### Provided passage

* START *

It doesn’t matter if you are 16 or 60, when it comes to
setting financial goals, it is imperative that you position yourself to take
advantage of every opportunity. That means funding every tax favored account
you can to the maximum amount allowed by law. What might surprise you is that
the average income earner can do this with the correct strategy. Most people
lack the ability to lay out a successful strategy when it comes to building
wealth, so I have made it easy for you. If you follow the strategies outlined
in my book, Simple Wealth Building
Strategies, you WILL be able to achieve the following five
financial goals.
The first financial
goal everyone should have is to fully fund his or her employer sponsored
401k account to the maximum allowed by law. For a two income family, that
simply means you will have two solid retirement plans. Current limits are $18K
contribution limit and $6K catch-up contribution for those over age 50. If you
are over age 50, then you need to take advantage of the catch-up contribution. For
most incomes, achieving this goal will require thirty percent or more of your
income. The table below shows two incomes and the required contribution amounts
to successfully save the 401k limit amounts without and with catch up
contributions.

* END *

### Given data
* START *

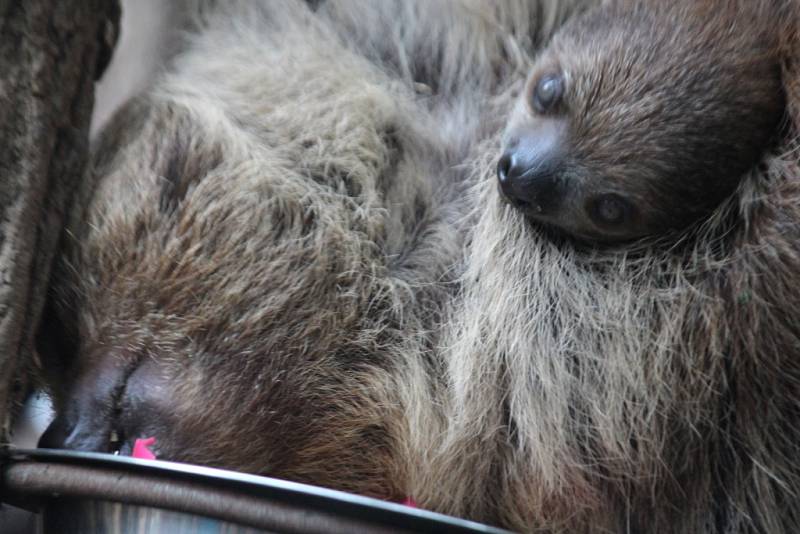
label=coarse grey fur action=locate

* END *

### Problem set
• a. In the financial goals passage, what reason does the author give for having made wealth-building strategy easy for the reader? Answer in one to three sentences.
• b. Go on writing the financial goals passage, starting after its last sentence.

### Final results
• a. The author says most people lack the ability to lay out a successful strategy for building wealth.

• b.
The way to position yourself to accomplish this goal every
year is to stay out of debt. But staying out of debt is not enough. You must also
pay off your mortgage as fast as possible, otherwise you will not have the
flexibility in your income to set aside thirty percent or more. When you are
debt free and you do not have a mortgage, your entire financial world changes. I
don’t want you to think that having this goal is only for rich people. I was
talking to someone the other day who has been working since he was 16 years old
and this year is the first year he will be able to max out his 401k. It has
taken him just over 36 years to reach that point, but he is finally there.
Think about how significant his achievement is. When he began working, 401k’s
didn’t even exist, so he has only been working on this goal since the mid-1980s.
If you want to read an interesting history on the advent of the 401k, click here.
The second financial
goal everyone should have is much like the first. Set a goal to fully fund your
individual Roth IRA accounts. I say accounts for those who are married. Even if
you are a single income family such as mine, you must make it a priority to
first fund the non-working spouses Roth IRA and then your own. Current limits
are $5.5K per individual and $1K catch-up contributions for those over age 50. Once
again, if you are over age 50, then you need to take advantage of the catch-up
contribution. I recommend that the working spouse in a single income family
funds the non-working spouse’s Roth IRA first because the working spouse will
likely have access to an employer sponsored 401k plan that will be fully
funded. The priority is first the 401k, then the non-working spouse’s Roth IRA
and then the working spouse’s Roth IRA. If both people are working, then this
goal is a lot easier, but even for the single or the single income family,
there is a way to build a strategy to do this without impacting the family
budget.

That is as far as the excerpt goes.